London - Diageo, the world's
largest spirits maker, spotted in 2015 that drinkers in the
emerging middle class in Ghana and Cameroon were keen to show
off their new status by buying their own bottles of Johnnie
Walker rather than shots.
The company increased production of smaller bottles, helping
to lift Johnnie Walker sales 12 percent in Africa in the first
half of its 2017 fiscal year and contributing to Diageo's first
sales growth in Scotch in over three years.
Diageo and spirits peers including Pernod Ricard
and Brown-Forman were hurt by a slowdown starting in
2013 in emerging markets where they had found much of their
growth. The world leader particularly suffered, as its
wholesalers had large stocks to run down.
Chief Executive Ivan Menezes called 2016 a "transition
year" to get back on track following changes to make Diageo more
responsive, including removing management layers and giving more
power to local managers, such as the ones in Africa who noticed
the demand for smaller bottles.
"What's happened is that global and local got a lot
closer," said Stephen White, Diageo's general manager for
African innovation.

◆ **Recorded information**:
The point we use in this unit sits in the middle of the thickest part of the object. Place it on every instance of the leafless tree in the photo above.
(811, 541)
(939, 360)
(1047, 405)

◆ **Given instruction**:
From the article on Diageo, repeat word for word the passage that begins with the words containing "The company increased" and ends with "over three years.".

◆ **Correct result**:
The company increased production of smaller bottles, helping
to lift Johnnie Walker sales 12 percent in Africa in the first
half of its 2017 fiscal year and contributing to Diageo's first
sales growth in Scotch in over three years.